[START OF SUPPLIED DATA]
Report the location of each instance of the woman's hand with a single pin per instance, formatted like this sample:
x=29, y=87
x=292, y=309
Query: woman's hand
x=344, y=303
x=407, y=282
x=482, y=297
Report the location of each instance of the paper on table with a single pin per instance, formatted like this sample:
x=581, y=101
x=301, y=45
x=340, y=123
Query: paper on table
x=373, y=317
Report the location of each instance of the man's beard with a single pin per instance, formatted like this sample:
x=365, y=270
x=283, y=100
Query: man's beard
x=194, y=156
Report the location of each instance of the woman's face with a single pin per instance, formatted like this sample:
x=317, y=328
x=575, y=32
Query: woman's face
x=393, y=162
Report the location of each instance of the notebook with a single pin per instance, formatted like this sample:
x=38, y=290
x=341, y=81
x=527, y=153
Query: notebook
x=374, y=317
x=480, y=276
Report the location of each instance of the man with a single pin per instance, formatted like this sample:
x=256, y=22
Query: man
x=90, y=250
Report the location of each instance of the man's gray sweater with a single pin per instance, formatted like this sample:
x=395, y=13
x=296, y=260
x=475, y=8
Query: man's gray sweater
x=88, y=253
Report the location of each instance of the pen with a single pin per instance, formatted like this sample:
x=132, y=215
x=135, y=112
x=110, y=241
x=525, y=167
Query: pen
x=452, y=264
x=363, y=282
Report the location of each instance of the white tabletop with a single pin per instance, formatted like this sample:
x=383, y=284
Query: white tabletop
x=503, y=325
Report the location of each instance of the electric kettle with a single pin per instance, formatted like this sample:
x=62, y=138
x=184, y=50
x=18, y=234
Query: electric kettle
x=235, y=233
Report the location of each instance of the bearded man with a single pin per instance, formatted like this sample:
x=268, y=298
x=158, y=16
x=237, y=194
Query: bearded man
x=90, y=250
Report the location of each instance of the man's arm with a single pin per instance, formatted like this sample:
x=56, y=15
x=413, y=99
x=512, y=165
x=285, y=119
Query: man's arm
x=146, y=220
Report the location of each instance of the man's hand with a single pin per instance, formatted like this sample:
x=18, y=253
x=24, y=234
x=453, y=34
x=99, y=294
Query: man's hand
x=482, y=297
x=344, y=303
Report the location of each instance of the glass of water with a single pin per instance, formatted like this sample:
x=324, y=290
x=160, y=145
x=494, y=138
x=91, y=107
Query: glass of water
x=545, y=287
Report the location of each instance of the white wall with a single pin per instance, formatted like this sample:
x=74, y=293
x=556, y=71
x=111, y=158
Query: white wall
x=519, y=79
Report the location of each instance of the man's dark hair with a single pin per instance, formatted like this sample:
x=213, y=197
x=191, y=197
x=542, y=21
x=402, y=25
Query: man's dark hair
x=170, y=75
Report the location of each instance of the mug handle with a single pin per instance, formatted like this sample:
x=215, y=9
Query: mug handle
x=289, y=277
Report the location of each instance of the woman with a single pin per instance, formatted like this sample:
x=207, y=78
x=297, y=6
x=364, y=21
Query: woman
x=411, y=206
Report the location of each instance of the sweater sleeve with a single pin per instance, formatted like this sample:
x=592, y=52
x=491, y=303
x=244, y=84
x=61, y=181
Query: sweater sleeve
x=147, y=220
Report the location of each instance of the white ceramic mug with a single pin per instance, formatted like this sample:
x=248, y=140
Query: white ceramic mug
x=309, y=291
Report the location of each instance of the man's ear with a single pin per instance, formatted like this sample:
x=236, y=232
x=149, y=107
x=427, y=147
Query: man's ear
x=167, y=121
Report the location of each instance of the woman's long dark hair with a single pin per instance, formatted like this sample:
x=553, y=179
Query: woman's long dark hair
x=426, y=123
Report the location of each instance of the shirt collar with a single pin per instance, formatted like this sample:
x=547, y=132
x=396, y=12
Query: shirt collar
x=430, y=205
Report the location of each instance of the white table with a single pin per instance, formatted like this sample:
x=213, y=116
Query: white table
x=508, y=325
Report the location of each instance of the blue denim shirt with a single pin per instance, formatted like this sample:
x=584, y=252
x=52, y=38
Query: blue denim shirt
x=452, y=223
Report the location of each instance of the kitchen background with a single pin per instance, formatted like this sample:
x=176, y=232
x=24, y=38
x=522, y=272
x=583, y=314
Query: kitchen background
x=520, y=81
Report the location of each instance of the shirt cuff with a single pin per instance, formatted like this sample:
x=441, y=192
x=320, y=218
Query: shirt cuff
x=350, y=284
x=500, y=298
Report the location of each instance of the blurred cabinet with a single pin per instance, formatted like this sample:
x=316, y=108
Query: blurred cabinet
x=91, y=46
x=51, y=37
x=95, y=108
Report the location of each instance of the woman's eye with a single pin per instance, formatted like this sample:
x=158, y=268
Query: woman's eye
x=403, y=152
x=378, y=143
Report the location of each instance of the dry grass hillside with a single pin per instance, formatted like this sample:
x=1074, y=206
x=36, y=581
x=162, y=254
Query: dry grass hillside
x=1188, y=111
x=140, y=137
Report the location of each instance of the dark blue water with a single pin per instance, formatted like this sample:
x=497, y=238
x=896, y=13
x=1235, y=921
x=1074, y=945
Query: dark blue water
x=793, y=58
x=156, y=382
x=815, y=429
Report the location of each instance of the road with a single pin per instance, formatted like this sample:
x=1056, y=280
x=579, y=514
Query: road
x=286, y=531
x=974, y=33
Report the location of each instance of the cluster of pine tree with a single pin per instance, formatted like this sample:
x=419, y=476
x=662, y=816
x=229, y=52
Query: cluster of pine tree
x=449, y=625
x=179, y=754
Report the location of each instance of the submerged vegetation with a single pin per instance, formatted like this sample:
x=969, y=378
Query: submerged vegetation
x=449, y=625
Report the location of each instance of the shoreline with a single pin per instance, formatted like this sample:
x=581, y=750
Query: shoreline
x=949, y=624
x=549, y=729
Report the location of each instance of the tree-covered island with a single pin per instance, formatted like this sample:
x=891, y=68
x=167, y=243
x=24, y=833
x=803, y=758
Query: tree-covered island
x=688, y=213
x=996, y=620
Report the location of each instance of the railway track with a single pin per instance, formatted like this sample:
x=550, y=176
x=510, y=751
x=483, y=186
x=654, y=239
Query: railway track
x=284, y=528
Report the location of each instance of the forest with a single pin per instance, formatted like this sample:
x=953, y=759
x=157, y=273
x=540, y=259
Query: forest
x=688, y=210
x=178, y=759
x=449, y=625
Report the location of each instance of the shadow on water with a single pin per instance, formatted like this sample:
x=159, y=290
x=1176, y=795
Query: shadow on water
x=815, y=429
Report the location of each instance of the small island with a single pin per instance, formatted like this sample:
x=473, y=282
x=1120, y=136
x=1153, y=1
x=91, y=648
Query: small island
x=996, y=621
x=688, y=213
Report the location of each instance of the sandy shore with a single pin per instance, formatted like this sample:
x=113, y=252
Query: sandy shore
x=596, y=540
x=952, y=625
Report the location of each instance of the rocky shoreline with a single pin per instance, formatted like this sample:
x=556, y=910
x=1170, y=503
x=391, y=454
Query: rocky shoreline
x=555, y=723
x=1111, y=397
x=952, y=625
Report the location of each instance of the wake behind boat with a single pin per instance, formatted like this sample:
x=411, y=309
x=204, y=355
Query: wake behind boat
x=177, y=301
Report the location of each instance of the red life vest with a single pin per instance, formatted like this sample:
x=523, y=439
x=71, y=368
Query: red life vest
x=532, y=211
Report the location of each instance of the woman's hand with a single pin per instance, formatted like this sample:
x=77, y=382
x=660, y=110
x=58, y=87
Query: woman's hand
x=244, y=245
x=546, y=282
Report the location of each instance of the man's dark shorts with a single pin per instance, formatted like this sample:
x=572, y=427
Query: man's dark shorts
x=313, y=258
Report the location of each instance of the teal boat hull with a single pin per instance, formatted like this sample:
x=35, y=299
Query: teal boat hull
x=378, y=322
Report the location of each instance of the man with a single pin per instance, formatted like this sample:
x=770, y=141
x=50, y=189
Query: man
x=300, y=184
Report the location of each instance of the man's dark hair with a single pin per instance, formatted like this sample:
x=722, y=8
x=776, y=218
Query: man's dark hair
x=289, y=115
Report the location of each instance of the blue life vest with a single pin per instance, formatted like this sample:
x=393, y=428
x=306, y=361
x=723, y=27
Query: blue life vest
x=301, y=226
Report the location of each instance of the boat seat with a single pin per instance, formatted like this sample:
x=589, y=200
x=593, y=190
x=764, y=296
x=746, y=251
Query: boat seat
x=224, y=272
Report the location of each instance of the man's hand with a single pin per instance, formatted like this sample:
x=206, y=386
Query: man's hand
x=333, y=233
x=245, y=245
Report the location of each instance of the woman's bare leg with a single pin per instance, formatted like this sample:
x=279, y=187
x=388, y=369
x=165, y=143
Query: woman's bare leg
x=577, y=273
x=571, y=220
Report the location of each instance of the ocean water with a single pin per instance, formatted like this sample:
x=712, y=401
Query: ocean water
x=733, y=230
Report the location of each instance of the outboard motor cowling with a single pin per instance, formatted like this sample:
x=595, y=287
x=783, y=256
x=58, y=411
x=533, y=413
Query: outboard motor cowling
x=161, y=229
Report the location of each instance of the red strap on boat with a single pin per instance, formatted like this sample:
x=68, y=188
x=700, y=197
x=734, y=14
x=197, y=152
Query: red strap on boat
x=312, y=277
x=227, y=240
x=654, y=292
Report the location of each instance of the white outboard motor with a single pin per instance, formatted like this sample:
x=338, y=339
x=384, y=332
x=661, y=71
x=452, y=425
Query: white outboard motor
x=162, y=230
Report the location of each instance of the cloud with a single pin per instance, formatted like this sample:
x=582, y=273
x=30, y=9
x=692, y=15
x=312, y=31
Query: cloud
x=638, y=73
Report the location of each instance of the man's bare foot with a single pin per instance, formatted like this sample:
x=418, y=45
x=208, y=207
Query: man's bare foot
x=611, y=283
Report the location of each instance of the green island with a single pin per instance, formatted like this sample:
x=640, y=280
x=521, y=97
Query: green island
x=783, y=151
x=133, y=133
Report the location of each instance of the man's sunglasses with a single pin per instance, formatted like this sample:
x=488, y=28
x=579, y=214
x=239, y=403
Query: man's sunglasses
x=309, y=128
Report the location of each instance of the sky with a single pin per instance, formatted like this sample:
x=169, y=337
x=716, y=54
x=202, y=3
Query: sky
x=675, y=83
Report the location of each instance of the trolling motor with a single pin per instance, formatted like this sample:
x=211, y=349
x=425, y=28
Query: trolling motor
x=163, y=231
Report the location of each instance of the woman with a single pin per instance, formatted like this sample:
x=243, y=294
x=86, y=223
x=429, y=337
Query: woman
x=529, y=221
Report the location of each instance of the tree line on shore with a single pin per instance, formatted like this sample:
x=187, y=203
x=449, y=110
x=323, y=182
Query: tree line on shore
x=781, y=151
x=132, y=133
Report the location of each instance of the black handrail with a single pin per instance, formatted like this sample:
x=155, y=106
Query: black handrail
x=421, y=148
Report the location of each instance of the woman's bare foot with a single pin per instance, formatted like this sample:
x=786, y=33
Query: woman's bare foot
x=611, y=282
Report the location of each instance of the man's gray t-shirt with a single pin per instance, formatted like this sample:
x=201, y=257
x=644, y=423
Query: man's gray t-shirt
[END OF SUPPLIED DATA]
Reproduce the lines of the material starting at the line containing "Report the location of each instance of the cloud" and ending at the line containing "x=132, y=133", swapping "single pin" for "single point" and leaving everything else unchanged.

Report the location of each instance of the cloud with a single point per instance, formatted like this sample:
x=582, y=273
x=30, y=9
x=692, y=15
x=312, y=31
Query: cloud
x=638, y=73
Report the location of each instance of the man's bare foot with a single point per instance, formatted like this sample:
x=418, y=45
x=208, y=207
Query: man's bare foot
x=611, y=283
Report the location of each instance of the green island with a single point per instance, formatted like this sample:
x=640, y=280
x=521, y=97
Query: green island
x=783, y=151
x=133, y=133
Report the location of each instance of the man's sunglasses with a single point per instance, formatted like this sample:
x=488, y=28
x=579, y=214
x=239, y=403
Query: man's sunglasses
x=309, y=128
Report the location of each instance of the sky with a single point per instance, formatted like this sample:
x=169, y=337
x=716, y=54
x=202, y=3
Query: sky
x=675, y=83
Report the location of each instance of the trolling motor with a single point per instance, formatted like this sample:
x=211, y=349
x=425, y=28
Query: trolling motor
x=163, y=231
Report the location of each instance of the woman with a single point per instance, formatted like this sample:
x=243, y=294
x=86, y=223
x=429, y=337
Query: woman
x=529, y=221
Report the location of each instance of the tree line on shore with a single point per instance, formatted like this sample:
x=187, y=203
x=449, y=110
x=323, y=182
Query: tree line on shore
x=781, y=151
x=132, y=133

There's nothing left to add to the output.